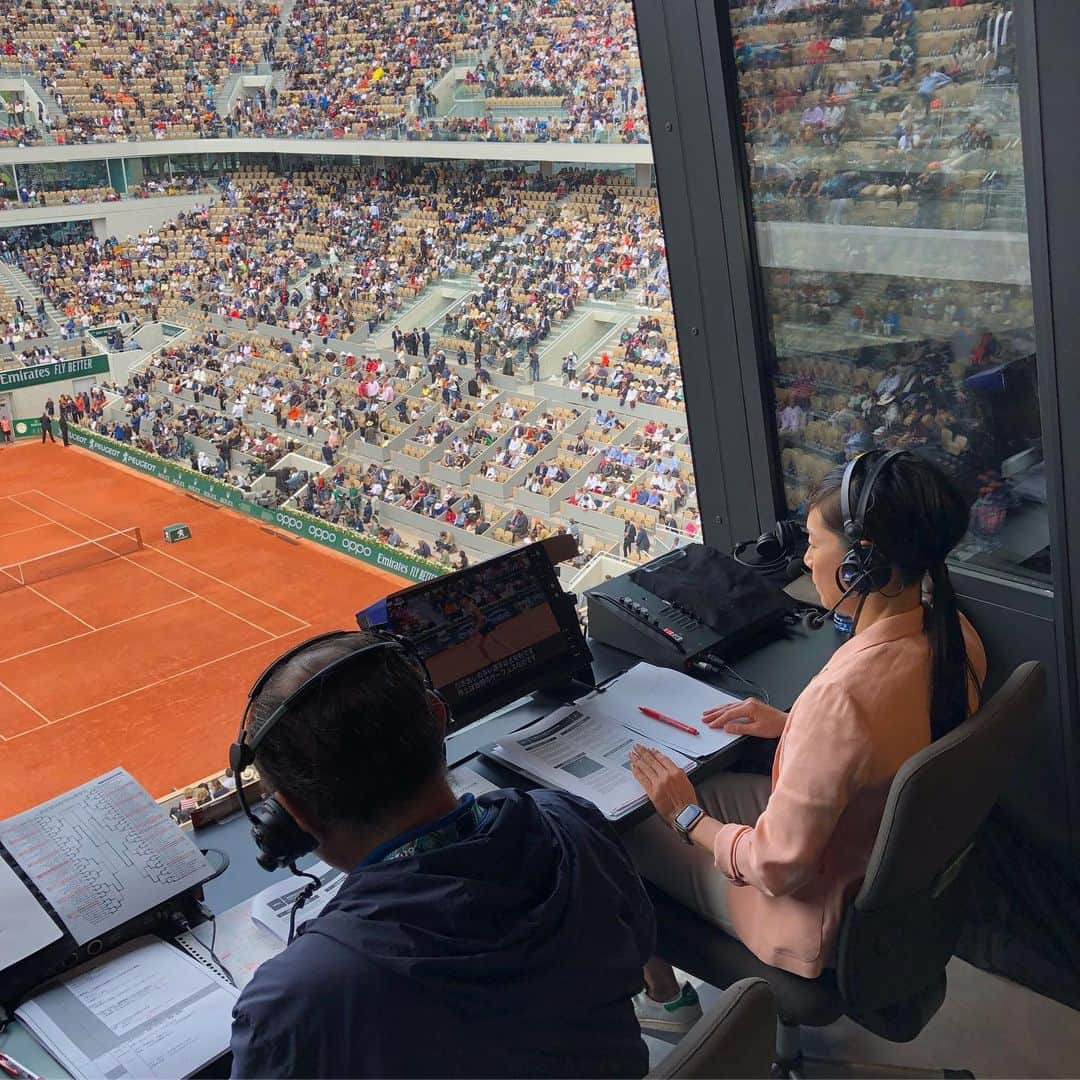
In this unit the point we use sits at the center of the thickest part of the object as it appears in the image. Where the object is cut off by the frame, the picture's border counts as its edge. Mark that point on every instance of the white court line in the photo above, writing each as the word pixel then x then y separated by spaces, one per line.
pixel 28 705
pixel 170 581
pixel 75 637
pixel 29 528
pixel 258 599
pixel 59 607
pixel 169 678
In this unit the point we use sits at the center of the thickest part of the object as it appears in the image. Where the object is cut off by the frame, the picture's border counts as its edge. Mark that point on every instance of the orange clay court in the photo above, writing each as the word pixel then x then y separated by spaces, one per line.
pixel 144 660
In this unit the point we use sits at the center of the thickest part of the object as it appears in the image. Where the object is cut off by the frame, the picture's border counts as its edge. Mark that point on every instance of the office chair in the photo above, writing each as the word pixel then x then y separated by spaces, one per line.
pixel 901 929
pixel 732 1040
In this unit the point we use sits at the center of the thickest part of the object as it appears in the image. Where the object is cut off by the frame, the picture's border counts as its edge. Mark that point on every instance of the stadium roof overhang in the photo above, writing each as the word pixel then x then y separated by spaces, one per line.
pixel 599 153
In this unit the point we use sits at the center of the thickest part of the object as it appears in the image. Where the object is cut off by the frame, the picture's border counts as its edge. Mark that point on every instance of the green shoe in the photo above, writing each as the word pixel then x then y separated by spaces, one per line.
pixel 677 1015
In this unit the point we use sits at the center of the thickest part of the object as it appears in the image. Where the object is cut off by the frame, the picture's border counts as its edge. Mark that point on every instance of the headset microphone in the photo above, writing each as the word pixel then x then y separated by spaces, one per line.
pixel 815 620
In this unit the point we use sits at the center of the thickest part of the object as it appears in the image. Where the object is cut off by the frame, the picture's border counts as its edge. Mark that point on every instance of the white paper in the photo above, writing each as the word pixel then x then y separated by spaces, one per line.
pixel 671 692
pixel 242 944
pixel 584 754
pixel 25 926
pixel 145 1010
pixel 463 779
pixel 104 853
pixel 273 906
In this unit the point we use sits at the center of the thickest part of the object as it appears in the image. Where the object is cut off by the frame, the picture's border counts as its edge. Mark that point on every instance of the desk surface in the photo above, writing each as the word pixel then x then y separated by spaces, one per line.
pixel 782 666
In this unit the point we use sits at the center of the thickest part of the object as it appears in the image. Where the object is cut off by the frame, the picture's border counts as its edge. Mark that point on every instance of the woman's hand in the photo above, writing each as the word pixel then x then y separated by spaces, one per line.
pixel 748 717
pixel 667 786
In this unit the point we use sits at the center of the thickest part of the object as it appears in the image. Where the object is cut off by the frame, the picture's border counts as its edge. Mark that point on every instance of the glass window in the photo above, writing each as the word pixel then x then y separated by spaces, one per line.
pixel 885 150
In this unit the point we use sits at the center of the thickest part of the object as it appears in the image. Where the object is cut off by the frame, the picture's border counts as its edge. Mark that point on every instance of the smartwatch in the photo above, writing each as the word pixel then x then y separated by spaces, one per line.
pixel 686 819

(What is being asked)
Repeat all of the material above exactly, leaving out pictures.

(Solution for this exercise)
In this unit the point we use sits at the center of the thickest part of the object as it appears in the image. Where the object is cut off by the frame, the picture's border counts as its edge. Mark that point on every instance of the white court line in the photo above, writing each as the word pixel then x then y separated by spaces, one per line.
pixel 28 705
pixel 170 581
pixel 75 637
pixel 29 528
pixel 258 599
pixel 59 607
pixel 169 678
In this unit the point we use sits at the center of the thickest part of the object as it appears in the image. Where the object is cut off by the frame, the picture's border counts as its edge. Mark that point on every instance of the orange clay court in the photo above, writing each as the word pixel then x then y separated by spaces, one per line.
pixel 144 660
In this unit the point we use sits at the center of the thickest part of the object as it appears in the image. Where the object is cut off by the frame, the picture's border counts as its edge. Mark that point on every instance of the office chair in the photo above, writing each as the word pixel then x then y separated by spaces, one per line.
pixel 901 929
pixel 732 1040
In this unit the point we use sits at the center of the thickest part of the object as it appears in the image. Where the object is cut off by the frame, the picture's border counts as its edge. Mark that point on every instance of the stadium roof overhang in the photo above, writing each as the word pixel then x then y separated by spaces, one per line.
pixel 599 153
In this unit the point we use sits at the center of the thickest part of the object as it appears in the image. Where the object is cut off by the frame, the picture's border counts as its edge. Mark that point on every instance of the green shoe in the photo above, writing each as the word pixel then x then y separated by spaces, one per line.
pixel 677 1015
In this unit the point we use sits at the center of the thickest part of the object as it appears in the image. Where the object is cut off by the frame, the picture's border counts as its edge. Mark that point on every instance of the headset microphone in the photo above, writing each as the word pixel then x then y separated by spaces, one per line.
pixel 815 620
In this unit the point we use sits at the center of the thickest part of the object as it appears in the image. Where the object is cut off by the frame, the picture's border counts as its edge. Mark that point on every instance of the white paper in the photo above, writing each as the word pixel then x then y separated by spaces, one per line.
pixel 671 692
pixel 242 944
pixel 584 754
pixel 25 926
pixel 145 1010
pixel 463 779
pixel 104 853
pixel 273 906
In this unit the point we use sits at the center of the thickest part of the object as it appears in the image. Where the object is cut off by the frame, the picture's border counts as its edge. Mark that point on every instance of the desk surface in the photo above, writing each as the word pixel then x then y separated by spaces, one per line.
pixel 782 666
In this unit the point we use sits at the center of the thickest part of the object as it appears in the image. Where the object is cut off by the frame, the picture's border counts as its edge. Mark that point on every instance of the woman's hand in the photo above, writing each as the word pixel then x then y separated by spaces, one per line.
pixel 748 717
pixel 667 786
In this unit the point we use sits at the center of the thickest part of the object as it appears in the image. Where the object is cut off by the frame, the picture's border counts as its edge. Mark that point on every instance of the glass window in the photo above, writing each as the word pixel then x then y separated by spaces, one per line.
pixel 885 150
In this unit the point we use sits at the center of the thickest part of the object as it appears in the image. Where the object is cut off by the frame, the picture's border counts as its edge. Mark that point on every instance of the smartwatch in the photo above, writing each as the word pixel then x then y separated by spaces, one per line.
pixel 686 819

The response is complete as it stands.